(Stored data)

* * * * *

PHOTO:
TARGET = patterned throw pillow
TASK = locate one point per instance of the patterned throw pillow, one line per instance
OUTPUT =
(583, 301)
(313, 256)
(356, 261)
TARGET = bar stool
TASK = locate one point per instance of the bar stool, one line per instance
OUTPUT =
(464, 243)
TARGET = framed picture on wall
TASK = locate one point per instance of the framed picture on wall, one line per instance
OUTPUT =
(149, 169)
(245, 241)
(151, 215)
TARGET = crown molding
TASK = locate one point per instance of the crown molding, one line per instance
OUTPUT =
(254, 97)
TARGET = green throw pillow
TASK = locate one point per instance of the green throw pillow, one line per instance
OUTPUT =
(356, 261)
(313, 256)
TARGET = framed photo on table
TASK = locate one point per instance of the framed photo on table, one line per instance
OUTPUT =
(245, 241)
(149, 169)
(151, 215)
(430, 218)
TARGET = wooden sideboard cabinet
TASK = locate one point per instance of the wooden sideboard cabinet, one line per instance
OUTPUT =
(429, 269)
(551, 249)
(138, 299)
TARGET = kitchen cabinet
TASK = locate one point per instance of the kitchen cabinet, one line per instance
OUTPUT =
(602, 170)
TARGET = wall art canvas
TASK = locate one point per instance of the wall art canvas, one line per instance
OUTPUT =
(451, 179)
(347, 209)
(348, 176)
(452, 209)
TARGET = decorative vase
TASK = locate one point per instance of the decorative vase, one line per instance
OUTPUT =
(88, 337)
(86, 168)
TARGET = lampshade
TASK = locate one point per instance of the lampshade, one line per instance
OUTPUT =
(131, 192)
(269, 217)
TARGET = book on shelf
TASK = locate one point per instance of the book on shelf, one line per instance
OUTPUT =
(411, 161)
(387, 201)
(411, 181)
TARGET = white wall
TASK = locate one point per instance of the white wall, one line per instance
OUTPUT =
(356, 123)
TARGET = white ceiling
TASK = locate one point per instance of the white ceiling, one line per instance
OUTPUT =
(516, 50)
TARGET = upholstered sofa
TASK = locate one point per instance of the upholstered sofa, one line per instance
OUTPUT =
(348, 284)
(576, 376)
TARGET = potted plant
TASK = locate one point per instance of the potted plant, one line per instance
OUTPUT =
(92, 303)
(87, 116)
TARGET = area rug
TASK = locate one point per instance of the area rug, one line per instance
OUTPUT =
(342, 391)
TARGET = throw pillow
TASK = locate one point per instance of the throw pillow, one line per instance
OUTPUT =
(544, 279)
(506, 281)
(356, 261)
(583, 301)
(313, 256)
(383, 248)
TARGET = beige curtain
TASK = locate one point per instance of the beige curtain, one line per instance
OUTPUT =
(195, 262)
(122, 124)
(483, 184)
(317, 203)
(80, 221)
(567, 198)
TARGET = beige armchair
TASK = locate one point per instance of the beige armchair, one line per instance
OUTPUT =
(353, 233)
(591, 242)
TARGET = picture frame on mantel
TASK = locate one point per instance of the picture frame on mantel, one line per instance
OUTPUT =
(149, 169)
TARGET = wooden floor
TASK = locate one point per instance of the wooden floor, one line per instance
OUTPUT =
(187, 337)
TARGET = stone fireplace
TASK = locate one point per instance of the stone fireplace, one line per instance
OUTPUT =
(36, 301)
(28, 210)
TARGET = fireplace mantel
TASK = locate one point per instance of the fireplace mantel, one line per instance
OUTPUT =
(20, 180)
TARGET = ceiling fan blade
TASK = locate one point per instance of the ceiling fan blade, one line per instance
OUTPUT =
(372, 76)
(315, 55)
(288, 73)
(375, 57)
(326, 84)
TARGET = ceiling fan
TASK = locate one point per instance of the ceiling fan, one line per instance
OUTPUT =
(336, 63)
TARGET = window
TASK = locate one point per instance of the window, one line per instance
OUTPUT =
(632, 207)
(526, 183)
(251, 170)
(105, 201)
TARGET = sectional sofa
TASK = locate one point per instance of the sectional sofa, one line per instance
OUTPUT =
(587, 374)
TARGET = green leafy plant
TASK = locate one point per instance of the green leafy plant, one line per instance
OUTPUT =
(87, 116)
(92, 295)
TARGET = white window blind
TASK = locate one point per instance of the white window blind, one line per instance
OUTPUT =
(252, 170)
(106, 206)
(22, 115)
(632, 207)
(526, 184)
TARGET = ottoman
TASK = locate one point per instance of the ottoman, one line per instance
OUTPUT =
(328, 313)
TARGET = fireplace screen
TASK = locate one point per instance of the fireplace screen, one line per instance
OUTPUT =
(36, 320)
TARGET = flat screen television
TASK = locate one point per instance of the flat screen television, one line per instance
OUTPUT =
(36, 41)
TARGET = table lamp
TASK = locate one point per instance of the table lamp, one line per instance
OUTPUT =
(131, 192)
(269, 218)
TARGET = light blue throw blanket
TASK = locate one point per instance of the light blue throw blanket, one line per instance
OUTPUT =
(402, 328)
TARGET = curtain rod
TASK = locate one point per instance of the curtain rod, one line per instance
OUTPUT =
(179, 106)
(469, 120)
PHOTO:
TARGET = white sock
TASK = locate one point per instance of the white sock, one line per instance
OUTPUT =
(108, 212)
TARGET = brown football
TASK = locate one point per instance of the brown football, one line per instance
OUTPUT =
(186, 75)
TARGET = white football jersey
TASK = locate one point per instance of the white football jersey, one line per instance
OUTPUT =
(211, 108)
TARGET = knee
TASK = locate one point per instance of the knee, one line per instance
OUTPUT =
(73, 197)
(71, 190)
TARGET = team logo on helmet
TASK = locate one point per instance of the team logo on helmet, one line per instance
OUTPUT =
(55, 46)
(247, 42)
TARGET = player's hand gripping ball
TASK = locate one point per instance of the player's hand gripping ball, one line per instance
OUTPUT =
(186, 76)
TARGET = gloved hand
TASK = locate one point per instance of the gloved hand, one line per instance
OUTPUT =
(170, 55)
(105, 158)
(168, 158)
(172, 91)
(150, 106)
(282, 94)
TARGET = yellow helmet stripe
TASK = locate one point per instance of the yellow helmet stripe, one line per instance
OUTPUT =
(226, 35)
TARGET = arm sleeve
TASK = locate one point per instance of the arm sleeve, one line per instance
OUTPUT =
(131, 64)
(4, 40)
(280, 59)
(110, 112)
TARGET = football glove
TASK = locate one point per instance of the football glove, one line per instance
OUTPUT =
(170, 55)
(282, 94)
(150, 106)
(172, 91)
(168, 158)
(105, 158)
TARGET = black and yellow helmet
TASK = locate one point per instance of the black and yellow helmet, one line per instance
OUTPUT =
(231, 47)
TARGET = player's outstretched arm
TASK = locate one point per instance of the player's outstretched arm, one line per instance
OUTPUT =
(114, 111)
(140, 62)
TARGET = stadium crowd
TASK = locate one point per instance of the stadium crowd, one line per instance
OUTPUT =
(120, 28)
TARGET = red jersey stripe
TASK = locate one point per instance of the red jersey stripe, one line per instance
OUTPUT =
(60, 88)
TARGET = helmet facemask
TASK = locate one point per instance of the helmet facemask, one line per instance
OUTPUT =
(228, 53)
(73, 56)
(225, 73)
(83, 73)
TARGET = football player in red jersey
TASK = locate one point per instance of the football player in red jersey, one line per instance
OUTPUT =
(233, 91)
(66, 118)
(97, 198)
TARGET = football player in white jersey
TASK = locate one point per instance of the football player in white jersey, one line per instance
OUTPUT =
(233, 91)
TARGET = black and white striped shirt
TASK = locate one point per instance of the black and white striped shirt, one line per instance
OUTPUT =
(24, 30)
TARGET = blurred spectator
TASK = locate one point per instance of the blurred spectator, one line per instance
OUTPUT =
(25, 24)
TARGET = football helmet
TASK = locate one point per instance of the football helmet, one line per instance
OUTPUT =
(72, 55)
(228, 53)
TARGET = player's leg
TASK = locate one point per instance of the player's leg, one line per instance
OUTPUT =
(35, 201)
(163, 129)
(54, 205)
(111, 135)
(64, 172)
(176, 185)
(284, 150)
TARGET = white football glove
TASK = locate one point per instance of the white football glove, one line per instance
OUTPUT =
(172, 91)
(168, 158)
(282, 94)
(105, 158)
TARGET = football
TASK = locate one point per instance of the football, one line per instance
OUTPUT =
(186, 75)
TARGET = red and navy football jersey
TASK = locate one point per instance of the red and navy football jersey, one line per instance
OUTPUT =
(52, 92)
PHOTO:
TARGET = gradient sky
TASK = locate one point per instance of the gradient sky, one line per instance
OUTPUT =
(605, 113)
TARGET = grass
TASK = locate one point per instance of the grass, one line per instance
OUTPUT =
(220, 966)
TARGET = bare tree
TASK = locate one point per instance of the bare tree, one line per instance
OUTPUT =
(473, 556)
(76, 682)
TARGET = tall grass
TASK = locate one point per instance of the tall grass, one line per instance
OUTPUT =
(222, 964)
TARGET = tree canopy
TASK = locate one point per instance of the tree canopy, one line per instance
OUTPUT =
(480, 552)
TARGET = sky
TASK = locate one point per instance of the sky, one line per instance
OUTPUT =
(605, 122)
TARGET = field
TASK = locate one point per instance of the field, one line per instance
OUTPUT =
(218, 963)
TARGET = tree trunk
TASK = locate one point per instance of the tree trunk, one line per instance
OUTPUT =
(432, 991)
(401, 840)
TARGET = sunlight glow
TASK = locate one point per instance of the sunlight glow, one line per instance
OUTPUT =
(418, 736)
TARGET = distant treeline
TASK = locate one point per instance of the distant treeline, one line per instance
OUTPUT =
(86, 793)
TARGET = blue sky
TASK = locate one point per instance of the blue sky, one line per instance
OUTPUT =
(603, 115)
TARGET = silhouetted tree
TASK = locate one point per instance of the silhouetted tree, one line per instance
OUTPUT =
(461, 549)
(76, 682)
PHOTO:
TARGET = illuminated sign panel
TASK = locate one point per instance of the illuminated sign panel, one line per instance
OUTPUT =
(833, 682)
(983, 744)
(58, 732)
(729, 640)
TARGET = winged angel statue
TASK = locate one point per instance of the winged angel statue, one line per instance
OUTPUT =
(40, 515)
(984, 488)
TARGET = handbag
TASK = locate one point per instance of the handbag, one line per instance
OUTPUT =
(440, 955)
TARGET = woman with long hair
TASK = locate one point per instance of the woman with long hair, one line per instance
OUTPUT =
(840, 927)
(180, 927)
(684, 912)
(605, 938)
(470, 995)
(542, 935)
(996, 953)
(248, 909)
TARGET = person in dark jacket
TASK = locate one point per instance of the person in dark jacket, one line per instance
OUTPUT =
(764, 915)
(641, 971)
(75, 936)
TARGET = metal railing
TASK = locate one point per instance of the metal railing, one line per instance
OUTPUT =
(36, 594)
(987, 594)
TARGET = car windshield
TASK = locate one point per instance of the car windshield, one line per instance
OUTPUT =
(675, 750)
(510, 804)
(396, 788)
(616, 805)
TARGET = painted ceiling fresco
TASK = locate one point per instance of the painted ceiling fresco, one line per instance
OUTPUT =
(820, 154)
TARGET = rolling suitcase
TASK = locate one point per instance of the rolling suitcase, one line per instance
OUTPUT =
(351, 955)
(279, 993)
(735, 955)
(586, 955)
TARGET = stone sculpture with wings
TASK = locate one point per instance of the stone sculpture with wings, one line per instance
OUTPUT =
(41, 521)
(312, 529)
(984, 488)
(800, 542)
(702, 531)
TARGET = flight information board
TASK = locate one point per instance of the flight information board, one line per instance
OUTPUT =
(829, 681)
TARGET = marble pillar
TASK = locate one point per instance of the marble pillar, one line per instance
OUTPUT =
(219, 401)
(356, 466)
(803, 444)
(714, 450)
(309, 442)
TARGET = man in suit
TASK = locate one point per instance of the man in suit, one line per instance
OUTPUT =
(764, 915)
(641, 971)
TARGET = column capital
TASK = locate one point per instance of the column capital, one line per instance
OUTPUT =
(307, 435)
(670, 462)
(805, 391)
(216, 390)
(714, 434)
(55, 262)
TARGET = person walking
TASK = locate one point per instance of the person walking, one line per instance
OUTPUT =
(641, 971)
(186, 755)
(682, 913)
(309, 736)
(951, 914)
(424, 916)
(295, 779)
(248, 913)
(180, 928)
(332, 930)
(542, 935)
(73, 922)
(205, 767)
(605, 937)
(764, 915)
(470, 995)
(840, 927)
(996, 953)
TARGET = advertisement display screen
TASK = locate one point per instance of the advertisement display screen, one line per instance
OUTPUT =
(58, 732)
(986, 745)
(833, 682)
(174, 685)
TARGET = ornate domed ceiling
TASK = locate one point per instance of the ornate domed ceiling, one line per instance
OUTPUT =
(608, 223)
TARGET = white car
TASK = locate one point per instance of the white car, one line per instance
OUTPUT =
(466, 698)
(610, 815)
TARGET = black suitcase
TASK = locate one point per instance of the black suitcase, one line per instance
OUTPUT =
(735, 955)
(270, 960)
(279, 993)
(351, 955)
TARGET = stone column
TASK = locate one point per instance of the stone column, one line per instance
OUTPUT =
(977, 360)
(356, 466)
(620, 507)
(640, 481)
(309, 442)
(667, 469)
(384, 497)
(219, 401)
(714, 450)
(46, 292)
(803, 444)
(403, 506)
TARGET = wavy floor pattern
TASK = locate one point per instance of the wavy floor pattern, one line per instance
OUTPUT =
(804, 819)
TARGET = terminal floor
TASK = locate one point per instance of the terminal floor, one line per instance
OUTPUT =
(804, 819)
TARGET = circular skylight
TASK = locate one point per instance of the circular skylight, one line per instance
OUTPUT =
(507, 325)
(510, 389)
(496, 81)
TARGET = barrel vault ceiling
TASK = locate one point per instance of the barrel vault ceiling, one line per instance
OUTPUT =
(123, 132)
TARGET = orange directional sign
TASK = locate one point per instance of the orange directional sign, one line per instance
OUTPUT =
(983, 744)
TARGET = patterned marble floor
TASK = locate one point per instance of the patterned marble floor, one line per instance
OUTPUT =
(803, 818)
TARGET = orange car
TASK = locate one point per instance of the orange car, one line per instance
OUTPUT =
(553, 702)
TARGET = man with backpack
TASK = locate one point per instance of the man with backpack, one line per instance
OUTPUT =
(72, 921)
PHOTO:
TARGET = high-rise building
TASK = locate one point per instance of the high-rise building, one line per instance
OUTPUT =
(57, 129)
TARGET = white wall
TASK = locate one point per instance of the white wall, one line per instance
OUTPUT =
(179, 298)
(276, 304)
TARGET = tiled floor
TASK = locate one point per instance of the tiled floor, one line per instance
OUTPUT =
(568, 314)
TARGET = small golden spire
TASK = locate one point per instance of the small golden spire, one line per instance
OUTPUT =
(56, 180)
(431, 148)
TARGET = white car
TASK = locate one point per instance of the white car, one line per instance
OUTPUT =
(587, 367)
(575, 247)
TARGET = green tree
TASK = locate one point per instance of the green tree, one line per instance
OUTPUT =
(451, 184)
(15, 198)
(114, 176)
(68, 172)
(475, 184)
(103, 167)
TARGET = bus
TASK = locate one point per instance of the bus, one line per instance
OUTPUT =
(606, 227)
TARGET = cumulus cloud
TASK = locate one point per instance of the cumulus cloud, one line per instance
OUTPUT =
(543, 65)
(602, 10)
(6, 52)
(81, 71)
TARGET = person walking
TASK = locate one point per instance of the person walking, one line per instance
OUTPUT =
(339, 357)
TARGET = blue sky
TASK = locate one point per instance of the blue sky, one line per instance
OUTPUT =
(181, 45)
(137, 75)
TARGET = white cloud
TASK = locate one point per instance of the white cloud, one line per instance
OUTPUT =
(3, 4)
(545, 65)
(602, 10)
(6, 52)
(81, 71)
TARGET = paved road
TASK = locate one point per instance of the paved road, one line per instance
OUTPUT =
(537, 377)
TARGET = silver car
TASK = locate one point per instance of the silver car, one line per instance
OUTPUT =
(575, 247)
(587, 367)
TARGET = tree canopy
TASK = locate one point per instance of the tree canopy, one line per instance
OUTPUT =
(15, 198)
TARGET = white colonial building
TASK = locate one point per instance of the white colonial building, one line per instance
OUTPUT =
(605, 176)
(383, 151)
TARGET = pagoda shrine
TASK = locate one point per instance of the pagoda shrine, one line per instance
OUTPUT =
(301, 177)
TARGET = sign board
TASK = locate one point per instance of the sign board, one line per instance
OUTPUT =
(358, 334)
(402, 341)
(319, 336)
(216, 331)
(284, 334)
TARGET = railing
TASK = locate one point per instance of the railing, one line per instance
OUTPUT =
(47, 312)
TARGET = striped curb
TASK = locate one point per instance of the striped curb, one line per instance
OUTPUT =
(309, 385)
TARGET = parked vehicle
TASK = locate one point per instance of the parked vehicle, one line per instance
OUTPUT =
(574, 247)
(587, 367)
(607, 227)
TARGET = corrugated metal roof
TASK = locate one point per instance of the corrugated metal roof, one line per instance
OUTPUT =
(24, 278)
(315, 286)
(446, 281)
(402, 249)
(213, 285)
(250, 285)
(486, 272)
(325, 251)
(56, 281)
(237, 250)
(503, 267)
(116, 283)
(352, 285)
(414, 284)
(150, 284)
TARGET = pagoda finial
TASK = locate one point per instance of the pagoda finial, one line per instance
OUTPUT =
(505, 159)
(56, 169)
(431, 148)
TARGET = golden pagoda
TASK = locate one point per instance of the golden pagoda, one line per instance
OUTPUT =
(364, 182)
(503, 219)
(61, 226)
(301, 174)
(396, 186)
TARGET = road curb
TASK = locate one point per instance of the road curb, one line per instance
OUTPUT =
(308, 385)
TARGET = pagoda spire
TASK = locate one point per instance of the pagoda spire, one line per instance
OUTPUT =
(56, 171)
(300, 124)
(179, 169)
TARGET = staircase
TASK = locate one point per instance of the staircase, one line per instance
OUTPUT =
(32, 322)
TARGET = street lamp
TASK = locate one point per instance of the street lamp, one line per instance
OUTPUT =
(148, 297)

* * * * *

**OBJECTIVE**
Update the records from the line containing "TARGET = street lamp" through the end of the records, writing those lines out again with "street lamp" changed to "lamp post" and nothing else altered.

**REPLY**
TARGET = lamp post
TASK = locate one point per instance of the lamp post, one line per instance
OUTPUT =
(148, 297)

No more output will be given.